• _ИСХОДНЫЙ ТЕКСТ_:
___

<<
>>

§6. „ БОРЬБА С ОФИЦИАЛЬНОМ ИДЕОЛОГИЕИ НЕОКОНФУЦИАНСТВА

Борьба с официальным, ортодоксальным неоконфуцианством в эпохи Мин и Цин принимала разнообразные формы. В образованных кругах общества велась критика философами-материалистами идеализма чжусианства, создавались утопические концепции общественного устройства, в литературных и исторических произведениях обличались пороки современного общества, С развернутой критикой метафизики неоконфуцианства выступил Ли Чжи (1527-1602).
Ли Чжи отрицал неизменность этических норм, принципов, категорий. Он пытался доказать историческую изменчивость самой морали: «Все то, что у Конфуция считалось добром и злом, никогда не было неизменным добром и злом... Что вчера было злом, то сегодня добро, что сегодня зло, завтра будет добром. Если бы Конфуций воскрес, он бы не знал, что добро и что зло»176.

Ли Чжи допускал, что человеку «заранее дана его особая природа (душа)», однако утверждал идею материальности и изменчивости мира» Его протест против официальной идеологии, «подрыв» им незыблемости «порядка Поднебесной» не остались незамеченными: книги Ли Чжи были осуждены и сожжены, а сам он заключен в тюрьму, где вскоре погиб.

Виднейшим представителем материалистической традиции в XVII в. был Ван Фу-чжи (1619-1692) — мыслитель и ученый, участвовавший в борьбе с маньчжурами. Ему принадлежит свыше семидесяти работ, в которых он бичует пороки землевладельцев и феодальную эксплуатацию. Его сочинения содержат резкую критику идеализма Чэн И и Чжу Си, учения буддизма об «иллюзорности мира». Мир — материален, и материя (ци) есть единственная субстанция и основа закона (ли); всеобщий закон (дао) есть принцип предметов — но вне предметов нет принципов, и закон осуществляется через предметность мира. Развивая диалектику Ли Чжи, Ван Фу-чжи говорит, что вещи не «возникают и уничтожаются», но «уходят и приходят», «сгибаются и выпрямляются», «собираются и рассеиваются», «темнеют и светлеют».

Существует два рода познания — чувственное («глазами и ушами») и рациональное («мыслью души», которая, однако, неразрывно связана с чувственным познанием).

Высмеивая «самоуспокоенность» и «неизменность» неоконфуцианцев, Ван Фу-чжи излагал свои социально- политические и этические взгляды. Исходя из принципа всеобщности изменений, он утверждал принцип развития в приложении к человеку. Такова «теория ежедневного рождения человеческой природы», в которой утверждается, что человек не дан раз и навсегда в некоей застывшей неизменности, но каждый день рождается заново. В способности к непрерывному развитию обнаруживается «естественный закон» (или «принцип, данный от природы»). Все человеческие чувства отличаются живостью, естественностью, изменчивостью — и для человека естественно и нравственно следовать «голосу природы», а не умерщвлять чувства в угоду неоконфуцианской моральной доктрине.

___

• _ПРЕДСТАВЛЕННЫЕ ДАННЫЕ_:
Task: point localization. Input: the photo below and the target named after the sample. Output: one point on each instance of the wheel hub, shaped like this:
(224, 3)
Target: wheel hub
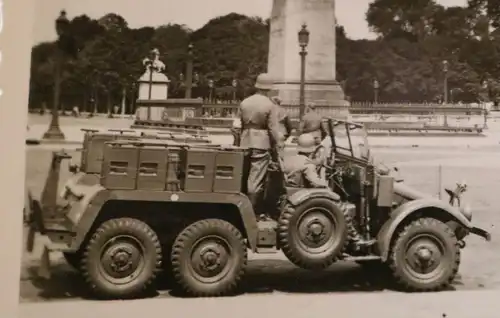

___

• _ВАША ЗАДАЧА_:
Подхватите текст о борьбе с неоконфуцианством в эпохи Мин и Цин и продолжите его сразу после последнего предложения. Строки здесь для работы не понадобятся.

• _ОТВЕТ НА ЗАДАНИЕ_:
В трудах его известных современников — Хуан Цзун-си (1610-1695) и Гу Янь-у (1613-1682) — развиты социально-политические и этические концепции, противостоящие неоконфуцианской доктрине о «мандате Неба» и нравственном совершенстве правителя как основе и источнике управления обществом. Хуан Цзун-си называл подобное утверждение «беззаконным законом», по которому страна принадлежит правителю как личная собственность. Система, защищаемая неоконфуцианцами, порождает безграничную подозрительность и всевозможные ограничения. В трактате «Предложения для лучшей эпохи» он настаивал на необходимости такого законодательства, которое служило бы целям защиты и воспитания народа: «порядок или беспорядок в Поднебесной зависят не от возвышения или гибели династии, а от радости или горя всего народа»177.

Эту же мысль высказывает и Гу Янь-у, резко разделяя судьбы династии и судьбы народа: «Гибелью династии называется смена фамилии и изменение девиза правления, а когда попраны человеколюбие и справедливость, вплоть до того, что зверей стали натравливать на людей, а люди поедают друг друга, это называется гибелью Поднебес- ной»178.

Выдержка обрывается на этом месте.